GIVEN EXERCISE: Report how many lines of the data below contain the string "road", where case counts, and give only that number.

RECORDS SUPPLIED:
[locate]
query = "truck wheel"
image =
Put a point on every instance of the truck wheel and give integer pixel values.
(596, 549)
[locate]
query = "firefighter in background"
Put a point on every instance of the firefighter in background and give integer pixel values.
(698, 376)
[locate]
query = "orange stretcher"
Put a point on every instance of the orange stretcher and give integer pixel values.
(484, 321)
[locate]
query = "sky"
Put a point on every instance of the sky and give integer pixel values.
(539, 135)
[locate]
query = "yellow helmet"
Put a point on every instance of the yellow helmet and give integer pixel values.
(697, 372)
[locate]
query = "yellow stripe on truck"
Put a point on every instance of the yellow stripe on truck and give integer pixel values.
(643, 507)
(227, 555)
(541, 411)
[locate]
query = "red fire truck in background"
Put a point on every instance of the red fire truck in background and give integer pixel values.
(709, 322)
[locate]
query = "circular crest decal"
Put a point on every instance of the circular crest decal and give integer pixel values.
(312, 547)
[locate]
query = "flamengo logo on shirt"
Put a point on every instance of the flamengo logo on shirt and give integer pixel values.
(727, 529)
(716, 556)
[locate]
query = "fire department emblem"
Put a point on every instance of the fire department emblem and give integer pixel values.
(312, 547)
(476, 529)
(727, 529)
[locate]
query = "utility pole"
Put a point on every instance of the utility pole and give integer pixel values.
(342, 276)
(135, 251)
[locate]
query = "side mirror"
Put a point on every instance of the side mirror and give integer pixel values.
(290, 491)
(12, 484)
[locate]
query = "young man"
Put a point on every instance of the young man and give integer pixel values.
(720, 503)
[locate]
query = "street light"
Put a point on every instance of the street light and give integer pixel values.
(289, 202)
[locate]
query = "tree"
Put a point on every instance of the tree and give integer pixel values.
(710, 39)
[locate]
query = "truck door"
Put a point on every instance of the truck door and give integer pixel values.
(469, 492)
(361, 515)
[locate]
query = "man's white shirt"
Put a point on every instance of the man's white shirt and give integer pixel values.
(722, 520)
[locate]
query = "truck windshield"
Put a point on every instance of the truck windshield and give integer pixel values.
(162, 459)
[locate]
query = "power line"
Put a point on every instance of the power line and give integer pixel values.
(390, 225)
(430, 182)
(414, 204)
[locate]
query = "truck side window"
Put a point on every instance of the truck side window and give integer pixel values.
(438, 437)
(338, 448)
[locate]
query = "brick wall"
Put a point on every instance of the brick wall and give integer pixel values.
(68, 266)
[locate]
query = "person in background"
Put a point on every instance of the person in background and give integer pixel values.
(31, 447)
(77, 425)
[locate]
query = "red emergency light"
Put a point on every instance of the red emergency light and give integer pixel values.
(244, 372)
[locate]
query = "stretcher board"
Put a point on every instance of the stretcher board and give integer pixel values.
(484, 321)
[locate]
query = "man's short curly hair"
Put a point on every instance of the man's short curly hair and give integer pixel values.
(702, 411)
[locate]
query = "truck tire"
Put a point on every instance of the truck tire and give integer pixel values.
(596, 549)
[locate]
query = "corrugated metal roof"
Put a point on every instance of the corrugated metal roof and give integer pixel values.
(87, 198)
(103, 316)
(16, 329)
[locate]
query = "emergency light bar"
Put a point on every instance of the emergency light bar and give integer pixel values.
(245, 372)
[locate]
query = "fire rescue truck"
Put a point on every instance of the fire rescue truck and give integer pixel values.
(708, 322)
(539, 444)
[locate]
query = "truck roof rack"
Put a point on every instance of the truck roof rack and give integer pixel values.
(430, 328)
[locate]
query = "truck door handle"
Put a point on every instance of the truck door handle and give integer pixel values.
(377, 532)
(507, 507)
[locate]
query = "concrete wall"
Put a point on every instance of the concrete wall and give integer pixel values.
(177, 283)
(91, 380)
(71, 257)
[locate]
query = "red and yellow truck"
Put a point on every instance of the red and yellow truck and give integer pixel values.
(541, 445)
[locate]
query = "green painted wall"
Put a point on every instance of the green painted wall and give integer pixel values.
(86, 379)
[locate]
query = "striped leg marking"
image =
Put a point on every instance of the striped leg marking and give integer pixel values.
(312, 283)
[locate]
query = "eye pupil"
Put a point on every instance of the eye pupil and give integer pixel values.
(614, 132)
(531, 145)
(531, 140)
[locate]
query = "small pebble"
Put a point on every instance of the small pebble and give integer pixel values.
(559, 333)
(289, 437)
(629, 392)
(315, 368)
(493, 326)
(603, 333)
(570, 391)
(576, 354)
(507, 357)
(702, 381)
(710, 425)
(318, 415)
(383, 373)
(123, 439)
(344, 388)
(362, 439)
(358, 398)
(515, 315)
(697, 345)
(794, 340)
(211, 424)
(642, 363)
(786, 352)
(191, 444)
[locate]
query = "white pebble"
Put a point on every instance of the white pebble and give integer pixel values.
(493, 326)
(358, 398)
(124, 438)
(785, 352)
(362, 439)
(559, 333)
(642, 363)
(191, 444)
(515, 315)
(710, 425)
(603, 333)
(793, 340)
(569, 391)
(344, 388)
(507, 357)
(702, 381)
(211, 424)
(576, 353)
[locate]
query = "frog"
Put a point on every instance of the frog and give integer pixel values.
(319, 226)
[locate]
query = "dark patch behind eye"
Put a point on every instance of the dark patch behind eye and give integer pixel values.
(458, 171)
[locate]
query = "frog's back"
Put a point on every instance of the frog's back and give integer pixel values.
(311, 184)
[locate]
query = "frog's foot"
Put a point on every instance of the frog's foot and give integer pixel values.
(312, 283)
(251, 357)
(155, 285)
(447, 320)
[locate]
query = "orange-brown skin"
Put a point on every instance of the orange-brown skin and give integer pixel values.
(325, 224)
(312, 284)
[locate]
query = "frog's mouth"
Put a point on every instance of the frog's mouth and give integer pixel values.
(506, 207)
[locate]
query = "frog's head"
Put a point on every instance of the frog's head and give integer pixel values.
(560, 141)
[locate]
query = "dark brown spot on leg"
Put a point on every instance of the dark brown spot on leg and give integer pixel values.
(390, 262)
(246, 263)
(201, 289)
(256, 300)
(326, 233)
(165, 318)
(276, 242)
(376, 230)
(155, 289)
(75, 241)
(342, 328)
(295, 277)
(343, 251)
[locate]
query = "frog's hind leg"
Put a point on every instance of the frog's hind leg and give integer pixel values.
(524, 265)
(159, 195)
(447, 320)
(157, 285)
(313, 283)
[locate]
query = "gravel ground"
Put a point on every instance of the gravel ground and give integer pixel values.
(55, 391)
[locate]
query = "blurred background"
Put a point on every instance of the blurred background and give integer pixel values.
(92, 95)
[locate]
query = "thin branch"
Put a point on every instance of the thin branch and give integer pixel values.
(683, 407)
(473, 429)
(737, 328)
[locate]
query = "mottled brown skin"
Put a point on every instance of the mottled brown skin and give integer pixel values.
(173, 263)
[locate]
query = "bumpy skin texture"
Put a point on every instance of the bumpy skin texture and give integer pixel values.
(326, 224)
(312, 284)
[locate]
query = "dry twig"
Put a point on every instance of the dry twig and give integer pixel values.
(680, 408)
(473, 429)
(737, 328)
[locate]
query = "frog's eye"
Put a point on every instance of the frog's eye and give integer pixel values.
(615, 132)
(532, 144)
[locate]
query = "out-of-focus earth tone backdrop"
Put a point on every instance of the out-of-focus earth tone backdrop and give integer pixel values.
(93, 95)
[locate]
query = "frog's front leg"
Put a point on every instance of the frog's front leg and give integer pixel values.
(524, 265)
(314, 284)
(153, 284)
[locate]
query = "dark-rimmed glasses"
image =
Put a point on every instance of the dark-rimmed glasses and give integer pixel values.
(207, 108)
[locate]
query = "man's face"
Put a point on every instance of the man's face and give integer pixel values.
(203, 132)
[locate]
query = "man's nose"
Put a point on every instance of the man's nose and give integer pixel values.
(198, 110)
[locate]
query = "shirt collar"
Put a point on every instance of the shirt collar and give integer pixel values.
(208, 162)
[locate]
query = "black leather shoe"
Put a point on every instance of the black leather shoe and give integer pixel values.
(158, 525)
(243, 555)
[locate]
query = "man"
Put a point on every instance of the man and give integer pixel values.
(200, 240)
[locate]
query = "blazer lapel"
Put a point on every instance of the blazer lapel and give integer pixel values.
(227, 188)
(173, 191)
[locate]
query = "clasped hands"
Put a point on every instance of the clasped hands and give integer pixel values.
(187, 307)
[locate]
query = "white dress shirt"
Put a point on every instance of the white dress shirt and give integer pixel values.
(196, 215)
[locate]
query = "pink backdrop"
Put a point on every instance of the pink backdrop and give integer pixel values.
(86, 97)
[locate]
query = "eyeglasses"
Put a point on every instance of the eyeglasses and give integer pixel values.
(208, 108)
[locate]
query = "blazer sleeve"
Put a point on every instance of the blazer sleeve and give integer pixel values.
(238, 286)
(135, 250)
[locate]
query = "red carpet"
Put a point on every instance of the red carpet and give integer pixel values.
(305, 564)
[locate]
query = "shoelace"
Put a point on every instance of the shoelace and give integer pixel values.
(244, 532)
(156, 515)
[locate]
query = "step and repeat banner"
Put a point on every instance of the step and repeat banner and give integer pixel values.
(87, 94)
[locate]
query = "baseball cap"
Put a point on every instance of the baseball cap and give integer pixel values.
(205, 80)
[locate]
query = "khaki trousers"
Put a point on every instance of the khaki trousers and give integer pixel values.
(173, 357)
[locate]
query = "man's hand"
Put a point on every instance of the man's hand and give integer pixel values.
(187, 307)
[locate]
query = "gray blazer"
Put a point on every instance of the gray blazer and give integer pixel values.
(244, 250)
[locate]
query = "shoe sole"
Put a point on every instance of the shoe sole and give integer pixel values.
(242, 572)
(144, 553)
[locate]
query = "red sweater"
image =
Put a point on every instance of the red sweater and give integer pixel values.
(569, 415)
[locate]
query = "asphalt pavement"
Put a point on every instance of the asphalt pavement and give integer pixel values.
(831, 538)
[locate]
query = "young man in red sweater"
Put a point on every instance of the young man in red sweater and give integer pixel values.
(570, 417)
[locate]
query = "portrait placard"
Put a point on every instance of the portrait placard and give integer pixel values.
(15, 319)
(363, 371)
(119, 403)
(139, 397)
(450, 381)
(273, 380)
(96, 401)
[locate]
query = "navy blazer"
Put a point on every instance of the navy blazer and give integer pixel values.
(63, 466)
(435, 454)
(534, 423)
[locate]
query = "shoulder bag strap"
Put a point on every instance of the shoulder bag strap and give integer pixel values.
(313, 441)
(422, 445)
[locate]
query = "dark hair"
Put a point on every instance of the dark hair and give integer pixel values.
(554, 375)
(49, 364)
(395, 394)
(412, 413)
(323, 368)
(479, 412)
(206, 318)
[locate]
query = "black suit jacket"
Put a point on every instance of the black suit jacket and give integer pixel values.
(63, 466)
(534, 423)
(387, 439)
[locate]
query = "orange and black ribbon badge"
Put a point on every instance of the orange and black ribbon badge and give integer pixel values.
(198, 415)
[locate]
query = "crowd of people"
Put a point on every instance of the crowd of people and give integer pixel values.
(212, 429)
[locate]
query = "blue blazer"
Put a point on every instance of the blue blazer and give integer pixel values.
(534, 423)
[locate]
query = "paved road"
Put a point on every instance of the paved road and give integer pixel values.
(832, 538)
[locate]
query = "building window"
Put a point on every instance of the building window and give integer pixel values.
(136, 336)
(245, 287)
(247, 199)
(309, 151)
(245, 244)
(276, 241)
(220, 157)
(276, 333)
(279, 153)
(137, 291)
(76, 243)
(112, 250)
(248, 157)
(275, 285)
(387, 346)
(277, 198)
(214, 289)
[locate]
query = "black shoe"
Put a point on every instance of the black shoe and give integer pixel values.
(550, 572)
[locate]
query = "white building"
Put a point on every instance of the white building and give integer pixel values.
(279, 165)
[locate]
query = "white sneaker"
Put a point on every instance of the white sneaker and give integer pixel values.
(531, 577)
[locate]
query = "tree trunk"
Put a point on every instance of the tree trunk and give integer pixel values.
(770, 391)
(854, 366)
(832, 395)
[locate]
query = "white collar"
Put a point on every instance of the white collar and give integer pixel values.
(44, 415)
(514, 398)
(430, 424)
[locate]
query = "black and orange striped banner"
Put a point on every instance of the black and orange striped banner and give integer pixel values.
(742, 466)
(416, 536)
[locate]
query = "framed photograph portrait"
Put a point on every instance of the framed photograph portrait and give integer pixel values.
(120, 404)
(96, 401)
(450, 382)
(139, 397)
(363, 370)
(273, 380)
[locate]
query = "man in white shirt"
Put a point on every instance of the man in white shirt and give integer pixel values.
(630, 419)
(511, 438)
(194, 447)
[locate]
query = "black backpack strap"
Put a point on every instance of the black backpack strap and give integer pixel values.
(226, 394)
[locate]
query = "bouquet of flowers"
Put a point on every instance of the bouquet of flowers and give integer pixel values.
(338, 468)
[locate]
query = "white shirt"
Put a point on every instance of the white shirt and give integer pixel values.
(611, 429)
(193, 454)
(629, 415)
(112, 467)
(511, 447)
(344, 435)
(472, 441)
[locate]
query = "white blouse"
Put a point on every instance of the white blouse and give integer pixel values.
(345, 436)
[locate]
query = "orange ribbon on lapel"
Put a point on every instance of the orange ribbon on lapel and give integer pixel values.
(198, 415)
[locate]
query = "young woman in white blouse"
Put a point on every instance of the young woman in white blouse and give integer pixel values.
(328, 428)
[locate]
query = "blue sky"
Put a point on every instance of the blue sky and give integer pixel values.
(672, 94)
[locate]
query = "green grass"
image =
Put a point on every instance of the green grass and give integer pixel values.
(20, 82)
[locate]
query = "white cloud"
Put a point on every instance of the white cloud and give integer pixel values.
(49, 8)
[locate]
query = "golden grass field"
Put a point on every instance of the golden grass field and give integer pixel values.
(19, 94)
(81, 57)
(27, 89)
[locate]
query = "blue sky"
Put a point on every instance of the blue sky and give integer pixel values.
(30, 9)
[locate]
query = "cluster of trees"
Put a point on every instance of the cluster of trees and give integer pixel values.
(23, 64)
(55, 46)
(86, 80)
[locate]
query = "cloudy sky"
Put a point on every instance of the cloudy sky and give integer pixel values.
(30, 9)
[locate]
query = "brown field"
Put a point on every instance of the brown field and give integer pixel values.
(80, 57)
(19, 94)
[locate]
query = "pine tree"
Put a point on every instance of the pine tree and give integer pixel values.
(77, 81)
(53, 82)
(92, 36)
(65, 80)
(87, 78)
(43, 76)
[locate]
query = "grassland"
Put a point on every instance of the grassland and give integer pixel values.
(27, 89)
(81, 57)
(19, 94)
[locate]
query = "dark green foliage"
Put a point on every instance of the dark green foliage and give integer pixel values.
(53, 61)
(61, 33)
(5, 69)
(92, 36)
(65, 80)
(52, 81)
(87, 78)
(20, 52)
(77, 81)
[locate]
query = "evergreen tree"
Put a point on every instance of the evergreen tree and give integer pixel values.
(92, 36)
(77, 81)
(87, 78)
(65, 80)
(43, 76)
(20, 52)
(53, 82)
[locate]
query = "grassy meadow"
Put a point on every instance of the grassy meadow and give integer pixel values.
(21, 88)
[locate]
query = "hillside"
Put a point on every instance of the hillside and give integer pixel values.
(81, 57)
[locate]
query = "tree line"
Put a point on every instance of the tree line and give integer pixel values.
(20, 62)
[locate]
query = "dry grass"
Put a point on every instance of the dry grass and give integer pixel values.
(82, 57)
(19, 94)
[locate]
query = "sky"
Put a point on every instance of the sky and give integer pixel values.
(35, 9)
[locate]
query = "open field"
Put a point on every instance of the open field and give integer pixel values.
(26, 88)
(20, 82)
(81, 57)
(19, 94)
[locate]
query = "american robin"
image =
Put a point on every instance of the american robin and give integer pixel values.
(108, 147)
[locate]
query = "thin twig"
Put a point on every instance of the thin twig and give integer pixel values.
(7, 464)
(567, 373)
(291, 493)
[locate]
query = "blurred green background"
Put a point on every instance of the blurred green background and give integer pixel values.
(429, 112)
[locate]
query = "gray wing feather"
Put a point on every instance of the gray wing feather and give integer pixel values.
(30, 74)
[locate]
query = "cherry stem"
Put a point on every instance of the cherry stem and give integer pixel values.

OUTPUT OF THE EXERCISE: 2